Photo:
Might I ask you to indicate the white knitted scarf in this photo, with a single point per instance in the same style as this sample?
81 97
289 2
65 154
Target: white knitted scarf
....
PROMPT.
Repeat the whole listing above exactly.

EXERCISE OUTPUT.
Photo:
Might I ask you to indicate the white knitted scarf in this photo, with a single point per instance in the same style as this sample?
81 97
289 2
65 154
Target: white knitted scarf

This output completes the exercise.